(Brief):
Lines before the one containing "Find the parked" are left out; copy that line and every later line through the end of the data exactly.

(Input material):

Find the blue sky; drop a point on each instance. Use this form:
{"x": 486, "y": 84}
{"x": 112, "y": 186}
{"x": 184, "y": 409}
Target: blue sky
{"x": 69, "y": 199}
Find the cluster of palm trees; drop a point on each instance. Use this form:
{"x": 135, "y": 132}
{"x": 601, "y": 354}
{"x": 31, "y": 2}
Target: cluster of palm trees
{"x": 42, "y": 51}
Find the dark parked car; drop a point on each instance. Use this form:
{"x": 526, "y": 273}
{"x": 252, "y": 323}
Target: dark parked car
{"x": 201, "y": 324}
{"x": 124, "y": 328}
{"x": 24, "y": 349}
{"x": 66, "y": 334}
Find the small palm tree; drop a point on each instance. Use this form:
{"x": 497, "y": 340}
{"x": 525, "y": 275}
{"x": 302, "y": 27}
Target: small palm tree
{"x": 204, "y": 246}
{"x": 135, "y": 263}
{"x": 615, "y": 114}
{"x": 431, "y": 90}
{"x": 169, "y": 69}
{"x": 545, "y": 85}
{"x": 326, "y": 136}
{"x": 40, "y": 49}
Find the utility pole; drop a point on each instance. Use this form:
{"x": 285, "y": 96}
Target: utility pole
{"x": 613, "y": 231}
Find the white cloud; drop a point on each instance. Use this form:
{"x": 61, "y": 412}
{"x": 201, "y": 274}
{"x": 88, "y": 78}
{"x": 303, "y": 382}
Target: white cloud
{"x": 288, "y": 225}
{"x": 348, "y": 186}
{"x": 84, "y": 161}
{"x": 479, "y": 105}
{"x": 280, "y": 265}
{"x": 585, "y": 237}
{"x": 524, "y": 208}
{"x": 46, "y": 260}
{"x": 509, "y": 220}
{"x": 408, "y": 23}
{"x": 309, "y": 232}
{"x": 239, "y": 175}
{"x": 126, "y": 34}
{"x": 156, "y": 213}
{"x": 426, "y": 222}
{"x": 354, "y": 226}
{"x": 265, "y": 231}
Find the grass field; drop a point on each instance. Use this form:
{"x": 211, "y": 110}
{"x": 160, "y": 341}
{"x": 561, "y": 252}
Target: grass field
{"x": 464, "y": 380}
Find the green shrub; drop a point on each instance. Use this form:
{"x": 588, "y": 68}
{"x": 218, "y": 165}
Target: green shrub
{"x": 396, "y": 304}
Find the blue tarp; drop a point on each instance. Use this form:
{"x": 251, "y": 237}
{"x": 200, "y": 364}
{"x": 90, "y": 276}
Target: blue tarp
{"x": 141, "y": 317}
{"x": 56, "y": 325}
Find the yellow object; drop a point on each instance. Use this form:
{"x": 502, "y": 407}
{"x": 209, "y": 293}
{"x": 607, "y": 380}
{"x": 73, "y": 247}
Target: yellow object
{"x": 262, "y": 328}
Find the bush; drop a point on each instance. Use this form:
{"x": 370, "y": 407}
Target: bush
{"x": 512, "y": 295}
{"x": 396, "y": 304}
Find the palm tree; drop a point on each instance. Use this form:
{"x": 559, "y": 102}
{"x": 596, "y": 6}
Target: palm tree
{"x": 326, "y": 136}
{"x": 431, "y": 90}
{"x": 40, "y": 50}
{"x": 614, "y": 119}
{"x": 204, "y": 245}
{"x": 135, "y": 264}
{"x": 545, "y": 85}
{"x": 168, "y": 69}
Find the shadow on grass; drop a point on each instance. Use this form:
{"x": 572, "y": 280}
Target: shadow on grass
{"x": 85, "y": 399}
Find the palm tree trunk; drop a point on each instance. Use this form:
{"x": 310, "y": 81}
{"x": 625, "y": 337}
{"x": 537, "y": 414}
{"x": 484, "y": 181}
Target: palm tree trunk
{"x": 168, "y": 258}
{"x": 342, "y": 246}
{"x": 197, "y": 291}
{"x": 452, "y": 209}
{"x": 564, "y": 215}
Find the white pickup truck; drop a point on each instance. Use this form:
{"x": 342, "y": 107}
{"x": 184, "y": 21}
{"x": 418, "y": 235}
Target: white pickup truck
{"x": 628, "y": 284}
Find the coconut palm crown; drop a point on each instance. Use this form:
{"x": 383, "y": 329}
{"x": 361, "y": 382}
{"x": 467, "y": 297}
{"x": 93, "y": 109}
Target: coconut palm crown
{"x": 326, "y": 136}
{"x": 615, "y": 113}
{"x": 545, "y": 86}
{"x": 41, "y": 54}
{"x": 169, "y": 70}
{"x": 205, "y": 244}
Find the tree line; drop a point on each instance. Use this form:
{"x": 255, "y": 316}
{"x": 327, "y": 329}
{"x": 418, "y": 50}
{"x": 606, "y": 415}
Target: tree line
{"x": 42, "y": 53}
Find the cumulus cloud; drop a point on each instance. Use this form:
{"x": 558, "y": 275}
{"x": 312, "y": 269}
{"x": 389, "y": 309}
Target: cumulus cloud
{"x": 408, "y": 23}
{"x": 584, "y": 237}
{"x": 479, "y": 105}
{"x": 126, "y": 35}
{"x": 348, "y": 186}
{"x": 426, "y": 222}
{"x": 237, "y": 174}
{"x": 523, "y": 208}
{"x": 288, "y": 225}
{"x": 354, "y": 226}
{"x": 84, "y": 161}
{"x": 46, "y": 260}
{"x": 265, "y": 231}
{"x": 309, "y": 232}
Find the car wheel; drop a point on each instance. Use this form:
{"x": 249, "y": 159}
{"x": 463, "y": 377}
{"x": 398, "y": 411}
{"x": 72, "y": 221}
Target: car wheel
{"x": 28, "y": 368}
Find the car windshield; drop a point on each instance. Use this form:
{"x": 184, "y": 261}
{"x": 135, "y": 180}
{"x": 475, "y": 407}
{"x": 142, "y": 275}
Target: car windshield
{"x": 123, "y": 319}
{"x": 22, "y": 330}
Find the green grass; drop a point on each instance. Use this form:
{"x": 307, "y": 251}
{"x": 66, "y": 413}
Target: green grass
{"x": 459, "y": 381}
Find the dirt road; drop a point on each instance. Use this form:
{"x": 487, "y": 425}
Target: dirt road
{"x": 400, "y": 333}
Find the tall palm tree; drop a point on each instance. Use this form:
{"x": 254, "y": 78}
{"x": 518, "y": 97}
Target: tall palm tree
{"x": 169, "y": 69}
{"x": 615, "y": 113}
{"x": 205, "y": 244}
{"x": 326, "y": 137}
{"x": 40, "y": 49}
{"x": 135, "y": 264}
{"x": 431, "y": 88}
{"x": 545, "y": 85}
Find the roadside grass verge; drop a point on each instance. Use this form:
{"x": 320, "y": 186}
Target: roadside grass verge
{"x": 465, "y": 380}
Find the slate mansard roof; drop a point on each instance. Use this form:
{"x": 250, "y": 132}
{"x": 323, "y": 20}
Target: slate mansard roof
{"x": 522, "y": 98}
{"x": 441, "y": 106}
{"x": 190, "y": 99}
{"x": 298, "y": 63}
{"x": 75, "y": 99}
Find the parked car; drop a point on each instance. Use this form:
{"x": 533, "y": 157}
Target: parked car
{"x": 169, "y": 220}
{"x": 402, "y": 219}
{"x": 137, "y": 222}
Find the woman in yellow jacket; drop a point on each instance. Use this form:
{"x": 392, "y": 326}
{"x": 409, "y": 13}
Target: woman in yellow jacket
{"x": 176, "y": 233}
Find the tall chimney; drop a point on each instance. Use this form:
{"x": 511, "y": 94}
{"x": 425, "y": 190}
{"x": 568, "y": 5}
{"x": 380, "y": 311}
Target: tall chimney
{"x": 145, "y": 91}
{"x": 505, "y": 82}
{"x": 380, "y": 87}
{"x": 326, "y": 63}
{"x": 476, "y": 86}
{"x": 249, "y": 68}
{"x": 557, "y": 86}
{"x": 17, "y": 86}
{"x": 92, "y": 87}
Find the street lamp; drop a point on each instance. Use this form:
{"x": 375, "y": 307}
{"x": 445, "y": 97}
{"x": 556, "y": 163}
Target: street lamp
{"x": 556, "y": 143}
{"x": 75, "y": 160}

(Solution to this task):
Find the parked car; drop a point on each instance. Use this form:
{"x": 533, "y": 157}
Target: parked car
{"x": 169, "y": 220}
{"x": 402, "y": 219}
{"x": 137, "y": 222}
Find the woman in yellow jacket; drop a point on each instance. Use this form:
{"x": 392, "y": 326}
{"x": 409, "y": 13}
Target: woman in yellow jacket
{"x": 176, "y": 233}
Find the tall chimney; drop a point on each instance. Use this form:
{"x": 511, "y": 94}
{"x": 425, "y": 190}
{"x": 568, "y": 5}
{"x": 380, "y": 311}
Target: tall chimney
{"x": 145, "y": 91}
{"x": 505, "y": 82}
{"x": 380, "y": 87}
{"x": 326, "y": 63}
{"x": 476, "y": 86}
{"x": 249, "y": 68}
{"x": 557, "y": 86}
{"x": 17, "y": 86}
{"x": 92, "y": 87}
Find the street lamp; drop a point on each instance. Use this form:
{"x": 375, "y": 307}
{"x": 445, "y": 97}
{"x": 556, "y": 163}
Target: street lamp
{"x": 556, "y": 143}
{"x": 75, "y": 160}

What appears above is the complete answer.